WHAT IS NEEDED:
Verbatim output required. Print the data in full.

DATA SHOWN:
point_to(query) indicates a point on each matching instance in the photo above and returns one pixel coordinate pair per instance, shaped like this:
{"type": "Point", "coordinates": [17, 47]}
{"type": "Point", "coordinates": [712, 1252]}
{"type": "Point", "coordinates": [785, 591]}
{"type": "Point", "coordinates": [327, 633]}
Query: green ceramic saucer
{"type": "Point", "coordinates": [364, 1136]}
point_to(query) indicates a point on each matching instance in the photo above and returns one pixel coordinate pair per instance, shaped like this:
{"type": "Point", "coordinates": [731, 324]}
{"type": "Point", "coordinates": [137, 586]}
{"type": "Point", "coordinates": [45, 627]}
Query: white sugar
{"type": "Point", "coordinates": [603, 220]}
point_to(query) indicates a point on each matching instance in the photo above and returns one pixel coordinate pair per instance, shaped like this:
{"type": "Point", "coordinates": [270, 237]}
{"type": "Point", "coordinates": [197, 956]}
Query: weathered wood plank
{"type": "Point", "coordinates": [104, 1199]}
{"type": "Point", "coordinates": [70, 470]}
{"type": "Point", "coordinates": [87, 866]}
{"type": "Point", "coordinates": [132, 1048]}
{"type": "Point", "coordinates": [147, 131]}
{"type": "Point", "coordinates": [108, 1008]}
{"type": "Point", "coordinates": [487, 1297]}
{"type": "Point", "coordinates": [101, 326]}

RESPONSE AREA:
point_to(query) indicates a point on each matching instance in the photo above and returns one pixel coordinate pair per instance, shaped like this:
{"type": "Point", "coordinates": [17, 47]}
{"type": "Point", "coordinates": [712, 1252]}
{"type": "Point", "coordinates": [785, 591]}
{"type": "Point", "coordinates": [327, 633]}
Query: green ceramic saucer
{"type": "Point", "coordinates": [364, 1136]}
point_to(query) indicates a point on each matching instance in the photo above and returns one pixel coordinate pair per instance, shaped like this:
{"type": "Point", "coordinates": [731, 324]}
{"type": "Point", "coordinates": [137, 586]}
{"type": "Point", "coordinates": [45, 627]}
Query: white sugar
{"type": "Point", "coordinates": [603, 220]}
point_to(query) indicates a point on each matching instance in the photo above and returns one pixel coordinate pair per instance, shaped like this:
{"type": "Point", "coordinates": [270, 237]}
{"type": "Point", "coordinates": [197, 956]}
Query: weathered wood plank
{"type": "Point", "coordinates": [104, 1199]}
{"type": "Point", "coordinates": [70, 470]}
{"type": "Point", "coordinates": [87, 866]}
{"type": "Point", "coordinates": [132, 1048]}
{"type": "Point", "coordinates": [147, 131]}
{"type": "Point", "coordinates": [108, 1008]}
{"type": "Point", "coordinates": [487, 1297]}
{"type": "Point", "coordinates": [101, 326]}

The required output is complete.